(Supplied material):
--------------------------------------------------
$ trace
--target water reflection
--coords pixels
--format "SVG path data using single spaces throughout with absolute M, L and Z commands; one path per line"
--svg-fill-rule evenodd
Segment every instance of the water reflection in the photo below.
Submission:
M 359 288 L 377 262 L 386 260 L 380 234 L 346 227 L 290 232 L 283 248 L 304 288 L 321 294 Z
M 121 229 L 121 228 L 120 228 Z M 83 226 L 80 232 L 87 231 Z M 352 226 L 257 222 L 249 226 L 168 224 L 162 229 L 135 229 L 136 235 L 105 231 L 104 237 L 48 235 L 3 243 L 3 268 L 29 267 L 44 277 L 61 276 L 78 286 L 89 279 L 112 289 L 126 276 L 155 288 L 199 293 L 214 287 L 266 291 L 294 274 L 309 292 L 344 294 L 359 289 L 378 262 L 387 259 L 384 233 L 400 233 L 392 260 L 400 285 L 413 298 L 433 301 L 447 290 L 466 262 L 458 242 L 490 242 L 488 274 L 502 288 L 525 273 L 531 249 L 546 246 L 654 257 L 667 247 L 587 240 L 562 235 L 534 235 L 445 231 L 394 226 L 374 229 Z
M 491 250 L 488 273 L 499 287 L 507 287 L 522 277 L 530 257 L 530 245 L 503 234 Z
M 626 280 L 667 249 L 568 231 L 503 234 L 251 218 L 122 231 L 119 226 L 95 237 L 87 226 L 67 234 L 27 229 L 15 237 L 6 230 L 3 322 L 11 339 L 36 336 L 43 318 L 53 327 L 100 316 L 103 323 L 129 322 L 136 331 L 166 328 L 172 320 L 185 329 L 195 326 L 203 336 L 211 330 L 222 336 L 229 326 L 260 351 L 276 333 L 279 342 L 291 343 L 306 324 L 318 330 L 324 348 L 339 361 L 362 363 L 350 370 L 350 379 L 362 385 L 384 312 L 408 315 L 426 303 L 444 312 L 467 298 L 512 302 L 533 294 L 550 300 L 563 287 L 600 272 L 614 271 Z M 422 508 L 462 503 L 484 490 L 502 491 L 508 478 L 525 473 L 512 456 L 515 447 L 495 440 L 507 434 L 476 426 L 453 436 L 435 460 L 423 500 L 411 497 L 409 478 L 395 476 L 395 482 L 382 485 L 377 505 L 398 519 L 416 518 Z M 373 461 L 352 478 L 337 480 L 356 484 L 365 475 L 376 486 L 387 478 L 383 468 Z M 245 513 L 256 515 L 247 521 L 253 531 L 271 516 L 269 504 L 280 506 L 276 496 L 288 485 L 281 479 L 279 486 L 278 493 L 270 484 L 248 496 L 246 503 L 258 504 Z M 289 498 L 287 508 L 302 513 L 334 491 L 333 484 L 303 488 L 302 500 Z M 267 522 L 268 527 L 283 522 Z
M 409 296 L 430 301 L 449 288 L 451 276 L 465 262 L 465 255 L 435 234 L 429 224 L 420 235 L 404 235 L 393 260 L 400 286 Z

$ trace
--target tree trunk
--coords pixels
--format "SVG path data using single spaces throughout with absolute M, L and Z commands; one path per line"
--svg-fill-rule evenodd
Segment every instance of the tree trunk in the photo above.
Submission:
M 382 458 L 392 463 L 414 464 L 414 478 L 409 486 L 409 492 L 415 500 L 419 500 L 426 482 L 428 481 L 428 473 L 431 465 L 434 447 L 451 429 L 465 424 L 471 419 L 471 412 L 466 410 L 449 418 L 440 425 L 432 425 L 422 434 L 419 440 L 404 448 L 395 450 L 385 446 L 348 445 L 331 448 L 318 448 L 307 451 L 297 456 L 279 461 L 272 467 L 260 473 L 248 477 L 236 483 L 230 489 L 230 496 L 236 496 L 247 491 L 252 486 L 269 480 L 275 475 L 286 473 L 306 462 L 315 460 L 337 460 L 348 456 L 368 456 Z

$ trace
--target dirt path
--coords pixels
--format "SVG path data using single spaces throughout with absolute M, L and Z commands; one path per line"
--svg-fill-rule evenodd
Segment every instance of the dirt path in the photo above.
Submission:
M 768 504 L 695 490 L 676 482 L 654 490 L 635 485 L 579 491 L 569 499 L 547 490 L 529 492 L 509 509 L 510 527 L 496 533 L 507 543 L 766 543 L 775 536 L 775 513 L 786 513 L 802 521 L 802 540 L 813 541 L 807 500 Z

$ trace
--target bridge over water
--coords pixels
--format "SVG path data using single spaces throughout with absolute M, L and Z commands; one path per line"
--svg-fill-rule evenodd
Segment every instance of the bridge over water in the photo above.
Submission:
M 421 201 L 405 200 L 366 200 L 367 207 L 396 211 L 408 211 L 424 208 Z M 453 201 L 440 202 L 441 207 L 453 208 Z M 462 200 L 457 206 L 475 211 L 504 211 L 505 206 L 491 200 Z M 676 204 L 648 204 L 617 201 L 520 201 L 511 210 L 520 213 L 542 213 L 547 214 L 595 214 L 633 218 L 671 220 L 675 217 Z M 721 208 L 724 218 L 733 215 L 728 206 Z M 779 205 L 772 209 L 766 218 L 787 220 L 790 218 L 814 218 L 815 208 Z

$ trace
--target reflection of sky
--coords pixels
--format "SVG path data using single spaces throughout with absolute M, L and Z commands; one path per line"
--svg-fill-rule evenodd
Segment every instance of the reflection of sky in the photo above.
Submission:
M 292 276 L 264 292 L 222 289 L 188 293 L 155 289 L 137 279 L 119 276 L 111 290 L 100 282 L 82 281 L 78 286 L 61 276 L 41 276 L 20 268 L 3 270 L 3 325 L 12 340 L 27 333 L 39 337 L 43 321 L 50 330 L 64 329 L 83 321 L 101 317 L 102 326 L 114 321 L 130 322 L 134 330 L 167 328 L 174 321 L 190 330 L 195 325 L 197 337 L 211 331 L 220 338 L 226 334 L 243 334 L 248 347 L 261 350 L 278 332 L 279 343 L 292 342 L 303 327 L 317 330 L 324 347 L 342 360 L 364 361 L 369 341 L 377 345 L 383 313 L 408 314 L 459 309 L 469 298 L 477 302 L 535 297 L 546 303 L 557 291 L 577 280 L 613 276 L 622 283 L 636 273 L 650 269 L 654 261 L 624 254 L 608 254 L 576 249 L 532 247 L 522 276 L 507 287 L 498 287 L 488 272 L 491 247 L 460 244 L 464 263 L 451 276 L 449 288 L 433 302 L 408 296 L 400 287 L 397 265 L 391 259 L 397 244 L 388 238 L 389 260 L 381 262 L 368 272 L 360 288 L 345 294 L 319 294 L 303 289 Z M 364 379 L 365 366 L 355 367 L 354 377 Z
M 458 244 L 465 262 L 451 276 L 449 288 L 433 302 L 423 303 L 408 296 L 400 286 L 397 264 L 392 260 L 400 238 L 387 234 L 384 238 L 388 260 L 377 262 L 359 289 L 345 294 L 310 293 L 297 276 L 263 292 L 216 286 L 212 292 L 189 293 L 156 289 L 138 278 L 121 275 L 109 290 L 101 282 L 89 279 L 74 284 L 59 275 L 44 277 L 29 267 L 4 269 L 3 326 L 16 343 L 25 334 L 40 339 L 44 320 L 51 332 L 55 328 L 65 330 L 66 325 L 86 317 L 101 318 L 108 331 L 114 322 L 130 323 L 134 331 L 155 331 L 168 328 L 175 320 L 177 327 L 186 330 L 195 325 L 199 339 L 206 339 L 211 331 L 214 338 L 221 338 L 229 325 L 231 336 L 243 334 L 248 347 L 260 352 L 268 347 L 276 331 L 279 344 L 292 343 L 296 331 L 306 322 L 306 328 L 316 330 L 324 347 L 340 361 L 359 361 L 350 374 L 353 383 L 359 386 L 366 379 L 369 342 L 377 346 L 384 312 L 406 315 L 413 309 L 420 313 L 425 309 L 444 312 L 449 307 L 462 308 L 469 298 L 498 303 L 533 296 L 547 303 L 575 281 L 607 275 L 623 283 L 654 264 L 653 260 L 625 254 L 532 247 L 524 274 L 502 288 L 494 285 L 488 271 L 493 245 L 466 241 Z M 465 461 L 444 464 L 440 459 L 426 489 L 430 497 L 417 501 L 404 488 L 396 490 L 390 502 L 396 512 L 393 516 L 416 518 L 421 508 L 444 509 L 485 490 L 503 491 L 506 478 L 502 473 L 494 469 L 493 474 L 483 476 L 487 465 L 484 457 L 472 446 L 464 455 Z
--------------------------------------------------
(Request): Please repeat the data above verbatim, from its first line through the line containing "M 359 288 L", both lines included.

(The answer):
$ trace
--target water reflection
--coords pixels
--format "SVG path data using single spaces throughout with absolute M, L and Z commands; one path per line"
--svg-fill-rule evenodd
Segment every instance of the water reflection in the photo below.
Submission:
M 359 288 L 377 262 L 386 260 L 380 234 L 346 227 L 290 232 L 283 248 L 304 288 L 321 294 Z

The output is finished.